- YOUR TASK -
Format each line of the material as one string in a JSON list, one string per line, skipping blank lines. Omit the pictures.
══ TASK DATA ══
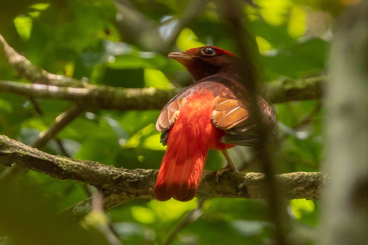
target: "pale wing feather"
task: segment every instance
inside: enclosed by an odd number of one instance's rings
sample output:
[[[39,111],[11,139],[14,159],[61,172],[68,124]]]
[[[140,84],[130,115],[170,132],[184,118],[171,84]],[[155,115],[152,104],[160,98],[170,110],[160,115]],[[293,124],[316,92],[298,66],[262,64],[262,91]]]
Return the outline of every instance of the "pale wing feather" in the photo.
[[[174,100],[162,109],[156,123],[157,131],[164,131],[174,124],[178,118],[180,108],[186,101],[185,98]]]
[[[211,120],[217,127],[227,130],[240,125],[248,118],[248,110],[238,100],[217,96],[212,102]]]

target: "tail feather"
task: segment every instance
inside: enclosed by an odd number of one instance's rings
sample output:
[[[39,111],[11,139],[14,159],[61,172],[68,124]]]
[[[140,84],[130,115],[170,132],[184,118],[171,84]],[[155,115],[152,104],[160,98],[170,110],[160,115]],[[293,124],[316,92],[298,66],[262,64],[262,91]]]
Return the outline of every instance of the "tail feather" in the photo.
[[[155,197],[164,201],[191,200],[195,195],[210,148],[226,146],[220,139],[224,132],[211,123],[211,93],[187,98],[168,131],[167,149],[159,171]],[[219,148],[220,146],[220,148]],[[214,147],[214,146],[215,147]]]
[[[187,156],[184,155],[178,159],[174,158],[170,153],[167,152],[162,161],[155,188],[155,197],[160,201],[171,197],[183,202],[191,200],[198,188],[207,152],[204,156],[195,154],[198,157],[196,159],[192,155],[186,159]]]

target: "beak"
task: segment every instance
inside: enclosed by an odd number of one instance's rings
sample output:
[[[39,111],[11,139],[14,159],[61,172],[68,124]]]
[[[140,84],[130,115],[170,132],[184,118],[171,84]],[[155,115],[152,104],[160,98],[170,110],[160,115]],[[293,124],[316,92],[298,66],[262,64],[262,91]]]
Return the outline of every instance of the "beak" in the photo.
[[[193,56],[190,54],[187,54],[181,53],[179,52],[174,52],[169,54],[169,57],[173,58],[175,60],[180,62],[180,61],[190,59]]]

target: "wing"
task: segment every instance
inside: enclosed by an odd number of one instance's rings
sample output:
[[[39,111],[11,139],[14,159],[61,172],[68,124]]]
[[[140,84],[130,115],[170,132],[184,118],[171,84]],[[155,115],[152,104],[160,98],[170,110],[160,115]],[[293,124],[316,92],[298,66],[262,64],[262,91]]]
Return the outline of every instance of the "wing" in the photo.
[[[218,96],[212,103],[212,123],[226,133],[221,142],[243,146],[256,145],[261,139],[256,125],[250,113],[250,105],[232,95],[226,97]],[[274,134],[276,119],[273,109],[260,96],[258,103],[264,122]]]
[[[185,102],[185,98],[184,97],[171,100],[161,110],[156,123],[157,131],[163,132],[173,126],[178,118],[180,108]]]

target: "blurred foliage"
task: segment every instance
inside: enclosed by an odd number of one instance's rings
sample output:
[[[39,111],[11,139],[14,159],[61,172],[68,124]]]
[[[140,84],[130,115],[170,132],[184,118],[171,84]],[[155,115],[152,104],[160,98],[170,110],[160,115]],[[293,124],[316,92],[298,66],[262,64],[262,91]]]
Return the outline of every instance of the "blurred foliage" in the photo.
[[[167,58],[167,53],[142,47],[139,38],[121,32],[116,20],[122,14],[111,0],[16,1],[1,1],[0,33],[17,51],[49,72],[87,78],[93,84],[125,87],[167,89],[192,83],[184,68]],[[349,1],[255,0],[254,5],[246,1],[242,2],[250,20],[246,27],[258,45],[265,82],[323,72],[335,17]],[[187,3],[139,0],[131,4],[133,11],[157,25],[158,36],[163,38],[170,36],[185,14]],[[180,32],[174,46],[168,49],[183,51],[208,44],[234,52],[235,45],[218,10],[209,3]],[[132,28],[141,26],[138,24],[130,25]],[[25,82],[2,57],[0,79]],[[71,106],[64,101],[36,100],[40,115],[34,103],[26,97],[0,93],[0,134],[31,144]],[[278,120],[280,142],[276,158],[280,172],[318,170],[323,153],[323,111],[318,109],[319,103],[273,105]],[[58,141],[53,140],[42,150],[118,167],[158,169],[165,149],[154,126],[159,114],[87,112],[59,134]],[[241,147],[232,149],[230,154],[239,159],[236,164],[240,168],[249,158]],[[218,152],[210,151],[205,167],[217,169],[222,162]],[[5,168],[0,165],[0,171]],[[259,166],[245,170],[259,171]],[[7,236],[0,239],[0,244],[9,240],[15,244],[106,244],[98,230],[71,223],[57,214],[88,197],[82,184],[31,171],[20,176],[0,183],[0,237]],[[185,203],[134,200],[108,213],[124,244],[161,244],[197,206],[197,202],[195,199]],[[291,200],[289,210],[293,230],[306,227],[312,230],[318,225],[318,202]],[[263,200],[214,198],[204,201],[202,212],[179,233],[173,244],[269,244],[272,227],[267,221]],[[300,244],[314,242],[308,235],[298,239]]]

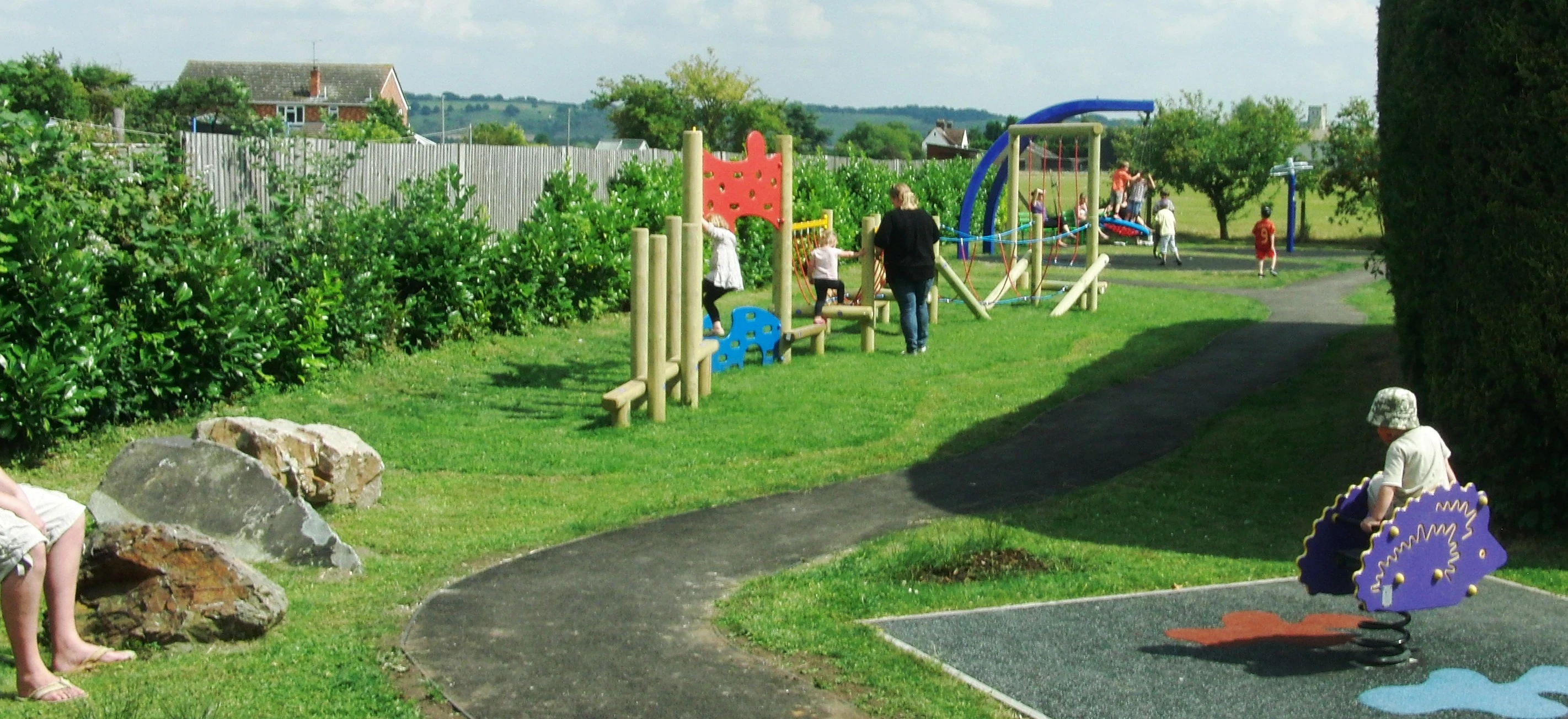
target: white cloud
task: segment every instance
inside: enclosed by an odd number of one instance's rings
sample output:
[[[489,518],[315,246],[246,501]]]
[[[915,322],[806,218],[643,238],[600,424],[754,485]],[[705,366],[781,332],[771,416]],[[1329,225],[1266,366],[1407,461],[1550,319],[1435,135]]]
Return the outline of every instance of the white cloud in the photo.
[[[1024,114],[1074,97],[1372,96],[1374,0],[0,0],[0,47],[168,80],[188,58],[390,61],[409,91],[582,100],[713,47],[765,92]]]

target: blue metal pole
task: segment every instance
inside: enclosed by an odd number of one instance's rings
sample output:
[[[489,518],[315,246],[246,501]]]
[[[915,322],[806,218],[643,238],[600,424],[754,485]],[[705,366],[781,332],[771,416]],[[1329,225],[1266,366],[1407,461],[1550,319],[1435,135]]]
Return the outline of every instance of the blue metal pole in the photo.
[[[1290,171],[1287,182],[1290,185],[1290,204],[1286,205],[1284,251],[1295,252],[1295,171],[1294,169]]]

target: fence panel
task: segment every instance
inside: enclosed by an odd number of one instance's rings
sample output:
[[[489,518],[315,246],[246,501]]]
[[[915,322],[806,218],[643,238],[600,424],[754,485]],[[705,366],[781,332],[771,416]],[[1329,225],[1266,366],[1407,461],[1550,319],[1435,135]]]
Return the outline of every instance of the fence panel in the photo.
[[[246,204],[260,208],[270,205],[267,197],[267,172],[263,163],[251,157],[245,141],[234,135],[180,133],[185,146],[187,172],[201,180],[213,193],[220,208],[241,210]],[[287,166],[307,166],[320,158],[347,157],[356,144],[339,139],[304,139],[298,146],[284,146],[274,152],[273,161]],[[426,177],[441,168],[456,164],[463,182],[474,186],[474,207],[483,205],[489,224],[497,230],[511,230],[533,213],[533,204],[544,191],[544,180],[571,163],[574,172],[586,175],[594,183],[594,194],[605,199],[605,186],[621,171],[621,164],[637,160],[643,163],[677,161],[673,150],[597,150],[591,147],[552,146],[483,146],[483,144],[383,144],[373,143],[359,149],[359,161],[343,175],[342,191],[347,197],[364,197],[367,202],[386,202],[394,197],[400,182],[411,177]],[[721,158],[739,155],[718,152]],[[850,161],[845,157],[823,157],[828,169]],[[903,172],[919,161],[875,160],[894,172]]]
═══
- OUTPUT BELOW -
[
  "target: \"pale wing feather\"",
  "task: segment every instance",
  "inside: enclosed by an odd number of one instance's rings",
  "sample output:",
  "[[[39,111],[11,139],[14,159],[61,172],[68,124]]]",
  "[[[140,84],[130,115],[170,132],[184,118],[171,84]],[[155,115],[152,104],[160,98],[170,110],[160,115]],[[293,124],[316,92],[298,66],[262,64],[262,91]]]",
  "Return the outline of every instance of the \"pale wing feather\" in the photo.",
  "[[[174,100],[162,109],[156,123],[157,131],[164,131],[174,124],[178,118],[180,108],[186,101],[185,98]]]",
  "[[[211,120],[217,127],[227,130],[240,125],[248,118],[248,110],[238,100],[217,96],[212,102]]]",
  "target: \"tail feather\"",
  "task: segment every instance",
  "inside: enclosed by an odd number of one instance's rings",
  "sample output:",
  "[[[39,111],[11,139],[14,159],[61,172],[68,124]]]",
  "[[[140,84],[130,115],[170,132],[184,118],[171,84]],[[155,115],[152,104],[160,98],[170,110],[160,115]],[[293,124],[316,92],[298,66],[262,64],[262,91]]]",
  "Return the outline of every instance of the \"tail feather\" in the photo.",
  "[[[155,197],[164,201],[191,200],[195,195],[210,148],[226,146],[220,139],[224,132],[211,123],[211,93],[187,98],[168,131],[167,149],[159,171]],[[219,148],[220,146],[220,148]],[[214,147],[214,146],[215,147]]]",
  "[[[187,156],[184,155],[178,159],[174,158],[170,153],[167,152],[162,161],[155,188],[155,197],[160,201],[171,197],[183,202],[191,200],[198,188],[207,152],[204,156],[195,154],[198,157],[196,159],[192,155],[186,159]]]",
  "target: \"beak\"",
  "task: segment every instance",
  "inside: enclosed by an odd number of one instance's rings",
  "sample output:",
  "[[[39,111],[11,139],[14,159],[61,172],[68,124]]]",
  "[[[140,84],[130,115],[170,132],[184,118],[171,84]],[[155,115],[152,104],[160,98],[170,110],[160,115]],[[293,124],[316,92],[298,66],[262,64],[262,91]]]",
  "Return the outline of every instance of the \"beak\" in the photo.",
  "[[[193,56],[190,54],[187,54],[181,53],[179,52],[174,52],[169,54],[169,57],[173,58],[175,60],[180,62],[180,61],[190,59]]]",
  "target: \"wing\"",
  "task: segment every instance",
  "inside: enclosed by an odd number of one instance's rings",
  "sample output:",
  "[[[39,111],[11,139],[14,159],[61,172],[68,124]]]",
  "[[[140,84],[130,115],[170,132],[184,118],[171,84]],[[155,115],[152,104],[160,98],[170,110],[160,115]],[[293,124],[316,92],[298,66],[262,64],[262,91]]]",
  "Return the outline of every instance of the \"wing\" in the photo.",
  "[[[218,96],[212,103],[212,123],[226,133],[221,142],[243,146],[256,145],[261,139],[256,125],[250,113],[250,105],[232,95],[226,97]],[[274,134],[276,119],[273,109],[260,96],[258,103],[264,122]]]",
  "[[[185,102],[185,98],[184,97],[171,100],[161,110],[156,123],[157,131],[163,132],[173,126],[178,118],[180,108]]]",
  "target: \"blurred foliage\"",
  "task: segment every instance",
  "inside: enclosed by an odd number of one instance's rings",
  "sample output:",
  "[[[39,111],[11,139],[14,159],[61,172],[68,124]]]",
  "[[[140,84],[130,115],[170,132],[184,118],[171,84]],[[155,115],[152,104],[160,98],[170,110],[160,115]],[[293,124],[316,92],[298,66],[262,64],[262,91]]]",
  "Return the outline of every instance of the \"blurred foliage\" in the photo.",
  "[[[167,58],[167,53],[142,47],[139,38],[121,32],[116,20],[122,14],[111,0],[16,1],[1,1],[0,33],[17,51],[49,72],[87,78],[93,84],[125,87],[167,89],[192,83],[184,68]],[[349,1],[255,0],[254,5],[246,1],[242,2],[250,20],[246,27],[258,45],[265,82],[323,72],[335,17]],[[187,3],[139,0],[131,4],[133,11],[157,25],[158,36],[163,38],[170,36],[185,14]],[[180,32],[174,46],[168,49],[183,51],[208,44],[234,52],[235,45],[218,10],[209,3]],[[132,28],[141,26],[138,24],[130,25]],[[25,82],[2,57],[0,79]],[[71,106],[64,101],[36,100],[40,115],[34,103],[26,97],[0,93],[0,134],[31,144]],[[278,120],[280,142],[276,158],[280,172],[318,170],[323,153],[323,111],[318,109],[319,103],[273,105]],[[58,141],[53,140],[42,150],[118,167],[158,169],[165,149],[154,126],[159,114],[87,112],[59,134]],[[241,147],[232,149],[230,154],[239,159],[236,164],[240,168],[249,158]],[[218,152],[210,151],[205,167],[217,169],[222,162]],[[5,168],[0,165],[0,171]],[[259,166],[245,170],[259,171]],[[7,236],[0,239],[0,244],[9,240],[15,244],[106,244],[98,230],[71,223],[57,214],[88,197],[82,184],[31,171],[20,176],[0,183],[0,237]],[[185,203],[134,200],[108,213],[124,244],[161,244],[197,206],[197,202],[195,199]],[[291,200],[289,210],[293,230],[306,227],[312,230],[318,225],[318,202]],[[263,200],[214,198],[204,201],[202,212],[179,233],[173,244],[269,244],[272,227],[267,221]],[[300,244],[314,242],[308,235],[298,239]]]",
  "target: white cloud",
  "task: segment every instance",
  "inside: enclosed by an odd number of one instance's rings",
  "sample output:",
  "[[[489,518],[315,246],[246,501]]]",
  "[[[915,322],[806,218],[643,238],[600,424],[754,485]],[[705,366],[781,332],[771,416]],[[1329,225],[1266,366],[1407,461],[1550,319],[1435,135]]]",
  "Return the outline of every instance of the white cloud in the photo.",
  "[[[1024,114],[1074,97],[1372,96],[1374,0],[0,0],[0,47],[168,80],[188,58],[390,61],[409,91],[582,100],[713,47],[765,92]]]",
  "target: blue metal pole",
  "task: segment every instance",
  "inside: enclosed by an odd number of one instance's rings",
  "sample output:",
  "[[[489,518],[315,246],[246,501]]]",
  "[[[915,322],[806,218],[643,238],[600,424],[754,485]],[[705,366],[781,332],[771,416]],[[1329,225],[1266,366],[1407,461],[1550,319],[1435,135]]]",
  "Return the outline of every instance of the blue metal pole in the photo.",
  "[[[1290,171],[1287,182],[1290,185],[1290,204],[1286,205],[1284,251],[1295,252],[1295,171],[1294,169]]]",
  "target: fence panel",
  "task: segment every instance",
  "inside: enclosed by an odd number of one instance's rings",
  "sample output:",
  "[[[489,518],[315,246],[246,501]]]",
  "[[[915,322],[806,218],[643,238],[600,424],[754,485]],[[705,366],[781,332],[771,416]],[[1329,225],[1266,366],[1407,461],[1550,319],[1435,135]]]",
  "Return the outline of every instance of the fence panel in the photo.",
  "[[[246,204],[260,208],[270,205],[267,197],[267,172],[263,163],[251,157],[245,141],[234,135],[180,133],[185,146],[187,172],[201,180],[213,193],[220,208],[241,210]],[[287,166],[307,166],[320,158],[347,157],[356,144],[339,139],[304,139],[298,146],[284,146],[274,152],[273,161]],[[426,177],[441,168],[456,164],[463,182],[474,186],[474,207],[483,205],[489,224],[497,230],[511,230],[533,213],[533,204],[544,191],[544,180],[571,163],[574,172],[586,175],[594,183],[594,194],[605,199],[605,186],[621,171],[621,164],[637,160],[643,163],[677,161],[673,150],[597,150],[591,147],[552,146],[483,146],[483,144],[383,144],[373,143],[359,149],[359,161],[343,175],[342,191],[347,197],[364,197],[367,202],[386,202],[394,197],[400,182],[411,177]],[[721,158],[739,155],[718,152]],[[850,161],[845,157],[823,157],[828,169]],[[903,172],[919,161],[875,160],[894,172]]]"
]